Navio de cruzeiro aporta em NY arrastando baleia na proa
Essa notícia incomum me fez recordar minhas primeiras velejadas nos anos 80, embora eu já navegasse desde o final dos anos 60. Foi paixão imediata. Navegar sem o barulho do motor, sentindo o vento no corpo e percebendo a imensidão do oceano em contraste com a pequenez dos veleiros, mesmo com muita tecnologia, me fascinou desde o início. Nas velejadas, conversávamos sobre histórias do mar. Lembro-me da estupefação ao ouvir sobre um enorme navio que chegou ao porto com vários cabos de aço presos na proa. De onde vieram? Os cabos eram estais do mastro de um veleiro em alto-mar, certamente no piloto automático assim como o navio, mas sem ninguém de vigia. O resultado? O navio passou por cima, destruiu o veleiro e nem percebeu. Com os cetáceos acontece a mesma coisa, vide a baleia na proa do MSC Meraviglia.

● Tarefas
• A. Imprima o trecho do texto fornecido entre "Navio de cruzeiro" e "do MSC Meraviglia.", inclusive.
• B. Segundo o texto fornecido, o que eram os cabos de aço presos na proa do navio que chegou ao porto?
Os registros vêm de outra fonte.

● Material fornecido

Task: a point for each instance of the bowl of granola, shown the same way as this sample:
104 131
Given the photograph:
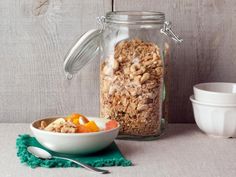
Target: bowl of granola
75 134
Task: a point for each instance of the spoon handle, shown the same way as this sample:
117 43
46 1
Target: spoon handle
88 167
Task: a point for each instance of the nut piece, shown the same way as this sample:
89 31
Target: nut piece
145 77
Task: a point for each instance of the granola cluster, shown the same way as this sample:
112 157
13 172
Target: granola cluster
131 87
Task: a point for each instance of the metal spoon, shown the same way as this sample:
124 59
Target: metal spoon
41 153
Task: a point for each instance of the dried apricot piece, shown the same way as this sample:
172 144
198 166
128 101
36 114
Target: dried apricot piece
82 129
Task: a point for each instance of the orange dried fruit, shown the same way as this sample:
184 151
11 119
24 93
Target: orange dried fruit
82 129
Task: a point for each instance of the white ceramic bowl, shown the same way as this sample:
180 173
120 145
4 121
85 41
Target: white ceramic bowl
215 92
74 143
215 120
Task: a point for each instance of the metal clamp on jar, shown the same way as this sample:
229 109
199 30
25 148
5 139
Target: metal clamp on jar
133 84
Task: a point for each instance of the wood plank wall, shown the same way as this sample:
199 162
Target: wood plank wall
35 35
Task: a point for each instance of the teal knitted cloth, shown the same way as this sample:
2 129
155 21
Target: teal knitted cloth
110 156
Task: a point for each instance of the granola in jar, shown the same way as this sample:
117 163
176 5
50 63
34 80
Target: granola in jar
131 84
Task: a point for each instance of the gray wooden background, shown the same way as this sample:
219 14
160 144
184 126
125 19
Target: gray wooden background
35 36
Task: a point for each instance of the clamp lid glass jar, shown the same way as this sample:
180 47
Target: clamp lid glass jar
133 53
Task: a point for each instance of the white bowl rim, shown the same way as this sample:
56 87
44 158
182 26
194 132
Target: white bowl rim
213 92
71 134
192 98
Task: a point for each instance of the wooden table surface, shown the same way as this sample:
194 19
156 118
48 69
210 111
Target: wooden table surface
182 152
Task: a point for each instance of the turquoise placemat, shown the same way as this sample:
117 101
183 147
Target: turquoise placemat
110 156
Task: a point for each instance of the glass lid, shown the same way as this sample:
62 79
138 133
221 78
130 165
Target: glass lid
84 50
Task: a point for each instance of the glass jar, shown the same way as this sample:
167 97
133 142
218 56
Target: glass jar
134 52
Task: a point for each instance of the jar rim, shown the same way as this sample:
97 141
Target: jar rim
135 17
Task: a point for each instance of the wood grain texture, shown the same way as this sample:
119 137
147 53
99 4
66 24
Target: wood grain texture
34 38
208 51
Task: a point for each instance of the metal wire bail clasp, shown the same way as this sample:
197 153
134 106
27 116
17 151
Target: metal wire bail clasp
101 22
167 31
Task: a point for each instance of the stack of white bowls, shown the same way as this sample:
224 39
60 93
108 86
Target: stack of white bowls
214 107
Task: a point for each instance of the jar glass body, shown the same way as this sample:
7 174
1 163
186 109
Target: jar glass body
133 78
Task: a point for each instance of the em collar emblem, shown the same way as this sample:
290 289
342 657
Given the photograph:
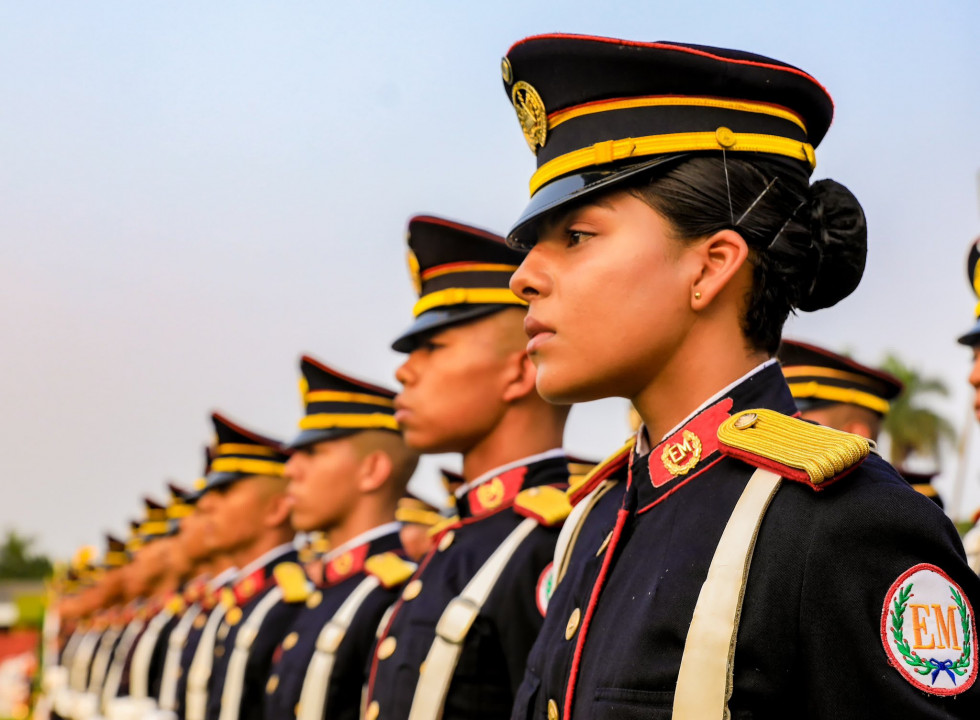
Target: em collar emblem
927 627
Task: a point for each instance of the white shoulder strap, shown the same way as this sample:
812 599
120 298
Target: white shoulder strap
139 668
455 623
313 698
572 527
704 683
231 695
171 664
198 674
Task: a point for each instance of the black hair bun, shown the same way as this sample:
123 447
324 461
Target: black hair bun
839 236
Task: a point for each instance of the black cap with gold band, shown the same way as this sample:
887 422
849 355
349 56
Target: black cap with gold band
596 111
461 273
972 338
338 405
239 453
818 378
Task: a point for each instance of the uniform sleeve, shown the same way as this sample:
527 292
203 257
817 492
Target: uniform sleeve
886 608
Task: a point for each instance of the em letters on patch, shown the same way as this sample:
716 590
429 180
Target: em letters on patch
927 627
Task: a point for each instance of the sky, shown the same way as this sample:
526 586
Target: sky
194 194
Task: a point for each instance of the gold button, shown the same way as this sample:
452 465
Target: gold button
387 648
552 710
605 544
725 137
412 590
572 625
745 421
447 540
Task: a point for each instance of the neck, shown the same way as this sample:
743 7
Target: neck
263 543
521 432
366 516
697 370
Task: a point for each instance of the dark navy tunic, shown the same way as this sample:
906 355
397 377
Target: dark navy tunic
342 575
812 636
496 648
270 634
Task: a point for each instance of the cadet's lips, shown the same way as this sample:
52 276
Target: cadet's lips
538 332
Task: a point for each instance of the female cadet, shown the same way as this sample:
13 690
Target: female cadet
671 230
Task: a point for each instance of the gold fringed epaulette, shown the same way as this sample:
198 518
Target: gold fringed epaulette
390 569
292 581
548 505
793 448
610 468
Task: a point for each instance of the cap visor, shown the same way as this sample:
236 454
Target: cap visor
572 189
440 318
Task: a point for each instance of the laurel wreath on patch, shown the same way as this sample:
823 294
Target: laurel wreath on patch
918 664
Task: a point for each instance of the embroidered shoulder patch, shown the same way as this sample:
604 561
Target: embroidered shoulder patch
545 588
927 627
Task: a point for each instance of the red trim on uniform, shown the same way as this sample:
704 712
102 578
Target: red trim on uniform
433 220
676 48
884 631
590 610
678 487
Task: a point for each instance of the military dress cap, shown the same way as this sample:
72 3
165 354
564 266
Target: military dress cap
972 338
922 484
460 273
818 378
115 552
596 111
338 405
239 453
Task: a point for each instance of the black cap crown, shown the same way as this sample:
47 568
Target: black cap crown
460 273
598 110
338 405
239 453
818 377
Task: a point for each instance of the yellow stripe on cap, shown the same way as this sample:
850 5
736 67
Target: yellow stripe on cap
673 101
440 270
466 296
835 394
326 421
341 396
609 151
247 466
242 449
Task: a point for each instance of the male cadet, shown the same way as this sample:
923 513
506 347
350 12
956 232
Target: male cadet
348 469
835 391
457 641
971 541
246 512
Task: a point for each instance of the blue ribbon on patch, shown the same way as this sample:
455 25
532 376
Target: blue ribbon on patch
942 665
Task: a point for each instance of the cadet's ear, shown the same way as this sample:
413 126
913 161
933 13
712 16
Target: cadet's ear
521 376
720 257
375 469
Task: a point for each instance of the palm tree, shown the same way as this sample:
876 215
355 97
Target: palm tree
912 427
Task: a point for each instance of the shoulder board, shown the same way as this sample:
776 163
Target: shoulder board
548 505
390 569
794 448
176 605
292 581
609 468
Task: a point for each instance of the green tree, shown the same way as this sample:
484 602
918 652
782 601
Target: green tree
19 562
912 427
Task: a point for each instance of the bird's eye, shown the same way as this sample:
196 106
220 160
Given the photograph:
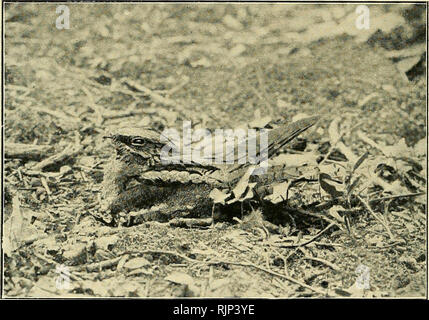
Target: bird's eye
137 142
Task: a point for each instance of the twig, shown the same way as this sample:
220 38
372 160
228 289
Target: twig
* * *
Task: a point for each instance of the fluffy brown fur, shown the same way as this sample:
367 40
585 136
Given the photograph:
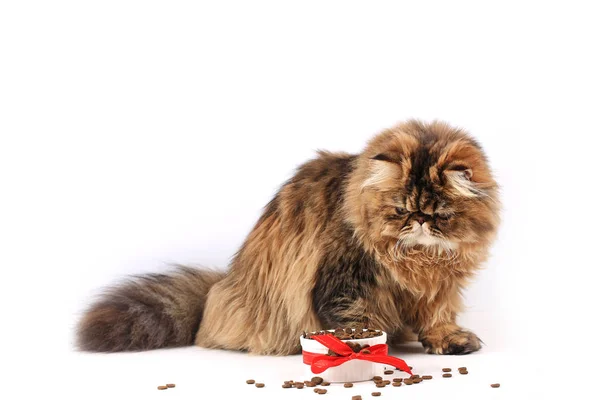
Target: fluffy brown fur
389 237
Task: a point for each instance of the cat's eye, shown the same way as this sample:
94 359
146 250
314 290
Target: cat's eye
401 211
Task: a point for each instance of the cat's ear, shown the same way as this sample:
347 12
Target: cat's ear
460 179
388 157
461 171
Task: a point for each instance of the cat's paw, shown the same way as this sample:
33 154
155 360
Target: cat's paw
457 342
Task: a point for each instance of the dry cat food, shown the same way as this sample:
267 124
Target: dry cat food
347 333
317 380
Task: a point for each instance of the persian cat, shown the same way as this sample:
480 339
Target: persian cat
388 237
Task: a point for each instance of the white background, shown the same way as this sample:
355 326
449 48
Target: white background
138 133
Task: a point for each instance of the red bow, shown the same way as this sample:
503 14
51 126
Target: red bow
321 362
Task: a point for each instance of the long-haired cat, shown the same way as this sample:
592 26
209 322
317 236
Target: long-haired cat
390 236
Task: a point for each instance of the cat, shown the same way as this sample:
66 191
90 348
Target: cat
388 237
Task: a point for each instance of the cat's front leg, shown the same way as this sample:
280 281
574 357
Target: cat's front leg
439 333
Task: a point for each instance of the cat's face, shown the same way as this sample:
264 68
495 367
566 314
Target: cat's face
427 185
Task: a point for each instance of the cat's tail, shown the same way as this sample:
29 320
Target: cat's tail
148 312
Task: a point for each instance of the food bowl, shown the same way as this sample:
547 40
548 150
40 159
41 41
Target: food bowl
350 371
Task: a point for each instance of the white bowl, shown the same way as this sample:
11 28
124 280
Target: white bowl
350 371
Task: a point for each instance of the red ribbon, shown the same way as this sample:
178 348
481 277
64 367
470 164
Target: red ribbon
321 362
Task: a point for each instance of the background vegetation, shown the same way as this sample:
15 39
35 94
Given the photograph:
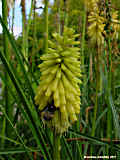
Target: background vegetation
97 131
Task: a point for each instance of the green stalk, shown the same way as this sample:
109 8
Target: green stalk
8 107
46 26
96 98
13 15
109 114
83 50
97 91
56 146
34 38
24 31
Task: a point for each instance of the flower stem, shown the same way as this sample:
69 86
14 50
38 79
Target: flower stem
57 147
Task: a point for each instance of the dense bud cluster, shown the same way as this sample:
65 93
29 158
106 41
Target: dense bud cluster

● Respostas esperadas
• A.
Navio de cruzeiro aporta em NY arrastando baleia na proa
Essa notícia incomum me fez recordar minhas primeiras velejadas nos anos 80, embora eu já navegasse desde o final dos anos 60. Foi paixão imediata. Navegar sem o barulho do motor, sentindo o vento no corpo e percebendo a imensidão do oceano em contraste com a pequenez dos veleiros, mesmo com muita tecnologia, me fascinou desde o início. Nas velejadas, conversávamos sobre histórias do mar. Lembro-me da estupefação ao ouvir sobre um enorme navio que chegou ao porto com vários cabos de aço presos na proa. De onde vieram? Os cabos eram estais do mastro de um veleiro em alto-mar, certamente no piloto automático assim como o navio, mas sem ninguém de vigia. O resultado? O navio passou por cima, destruiu o veleiro e nem percebeu. Com os cetáceos acontece a mesma coisa, vide a baleia na proa do MSC Meraviglia.

• B. Eram estais do mastro de um veleiro em alto-mar.